With the images removed, transcribe the listing that follows exactly.

*** Opening of Provided information ***

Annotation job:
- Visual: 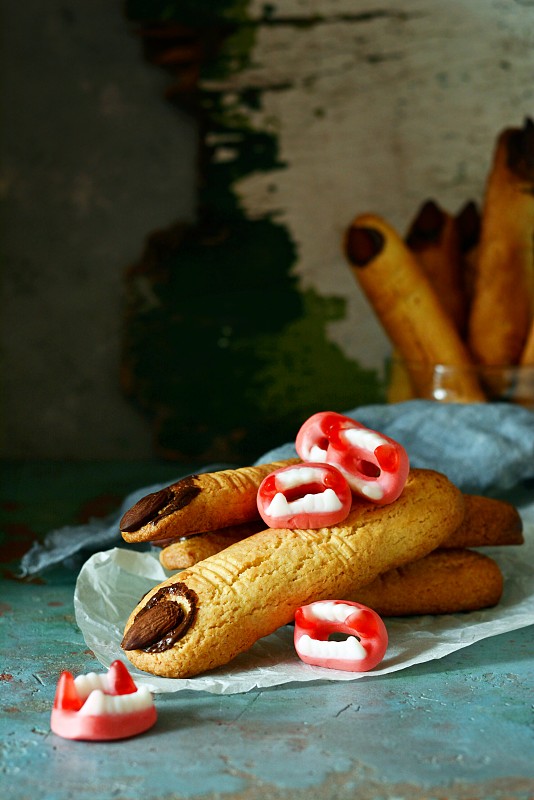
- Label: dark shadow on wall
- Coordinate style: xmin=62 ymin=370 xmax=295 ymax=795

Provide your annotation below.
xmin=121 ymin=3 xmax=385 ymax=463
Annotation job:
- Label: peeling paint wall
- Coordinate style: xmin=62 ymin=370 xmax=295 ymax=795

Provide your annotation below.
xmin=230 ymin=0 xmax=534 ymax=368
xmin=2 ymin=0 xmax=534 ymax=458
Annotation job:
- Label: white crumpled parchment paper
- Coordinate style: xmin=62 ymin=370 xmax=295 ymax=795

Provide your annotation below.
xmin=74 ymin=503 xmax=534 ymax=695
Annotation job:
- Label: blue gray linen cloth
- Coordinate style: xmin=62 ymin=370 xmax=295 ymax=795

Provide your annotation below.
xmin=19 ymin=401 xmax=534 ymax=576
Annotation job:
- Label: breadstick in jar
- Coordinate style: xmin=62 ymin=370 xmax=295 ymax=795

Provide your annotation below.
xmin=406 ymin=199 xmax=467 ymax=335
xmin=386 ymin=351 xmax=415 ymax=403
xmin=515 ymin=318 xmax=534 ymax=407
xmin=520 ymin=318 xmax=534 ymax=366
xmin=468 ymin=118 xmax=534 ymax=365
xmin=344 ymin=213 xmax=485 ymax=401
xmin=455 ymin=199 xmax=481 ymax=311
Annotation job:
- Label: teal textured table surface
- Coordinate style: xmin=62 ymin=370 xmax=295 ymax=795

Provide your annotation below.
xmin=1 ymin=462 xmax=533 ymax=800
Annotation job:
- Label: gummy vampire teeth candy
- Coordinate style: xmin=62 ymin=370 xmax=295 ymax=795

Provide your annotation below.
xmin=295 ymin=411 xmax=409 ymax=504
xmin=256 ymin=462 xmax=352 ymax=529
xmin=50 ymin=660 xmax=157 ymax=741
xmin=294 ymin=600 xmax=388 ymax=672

*** Close of Provided information ***

Response below
Annotation job:
- Visual: 
- Label: dark shadow on wall
- Coordinate style: xmin=62 ymin=370 xmax=295 ymax=795

Provide your annotation below.
xmin=121 ymin=3 xmax=385 ymax=463
Annotation job:
- Label: peeling paint wall
- Coordinate style: xmin=62 ymin=370 xmax=295 ymax=795

Provide your annotation below.
xmin=230 ymin=0 xmax=534 ymax=368
xmin=2 ymin=0 xmax=534 ymax=458
Annotation job:
- Label: white crumpled parchment paper
- Coordinate style: xmin=62 ymin=370 xmax=295 ymax=795

Provide your annotation below.
xmin=74 ymin=503 xmax=534 ymax=695
Annotation job:
- Label: blue gray linen cloth
- Coordinate style: xmin=62 ymin=370 xmax=295 ymax=795

Provide your annotation below.
xmin=19 ymin=401 xmax=534 ymax=576
Annotation job:
- Label: breadstick in jar
- Coordinate style: xmin=62 ymin=370 xmax=295 ymax=795

Provide your annotation below.
xmin=406 ymin=199 xmax=467 ymax=335
xmin=386 ymin=351 xmax=415 ymax=403
xmin=515 ymin=318 xmax=534 ymax=407
xmin=520 ymin=318 xmax=534 ymax=366
xmin=468 ymin=118 xmax=534 ymax=365
xmin=344 ymin=213 xmax=485 ymax=401
xmin=455 ymin=199 xmax=481 ymax=311
Annotation job:
- Label: teal textured table surface
- Coordinate style: xmin=62 ymin=370 xmax=295 ymax=795

Provide your annotation below.
xmin=1 ymin=462 xmax=533 ymax=800
Annotation job:
- Label: gummy vampire teeth candy
- Coordinate style: xmin=62 ymin=370 xmax=295 ymax=795

Provide your annotation below.
xmin=295 ymin=411 xmax=409 ymax=504
xmin=256 ymin=462 xmax=352 ymax=529
xmin=50 ymin=660 xmax=157 ymax=741
xmin=294 ymin=600 xmax=388 ymax=672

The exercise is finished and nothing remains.